_Exercise requirements_: Pull out each line of the records that contains the word "braided". Case counts.

(Rows from a pointing dataset)
===
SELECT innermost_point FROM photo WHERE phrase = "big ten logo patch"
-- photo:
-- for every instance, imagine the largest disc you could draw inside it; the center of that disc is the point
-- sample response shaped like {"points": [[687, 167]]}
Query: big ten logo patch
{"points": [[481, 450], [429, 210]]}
===
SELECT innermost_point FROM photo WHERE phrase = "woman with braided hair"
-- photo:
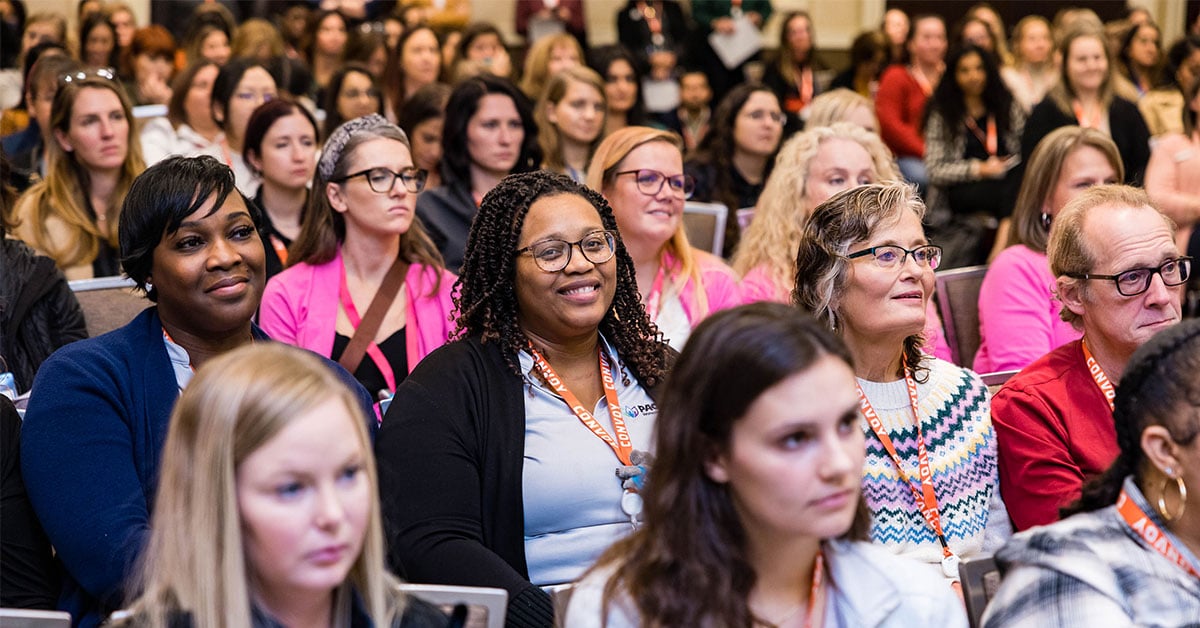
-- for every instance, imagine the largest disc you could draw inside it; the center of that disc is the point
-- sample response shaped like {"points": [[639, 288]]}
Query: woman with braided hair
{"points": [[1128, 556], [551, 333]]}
===
_The answer_:
SELECT innermost_point FROM photo WHERE phrase = "woman with braided hair"
Query: woman with braided hair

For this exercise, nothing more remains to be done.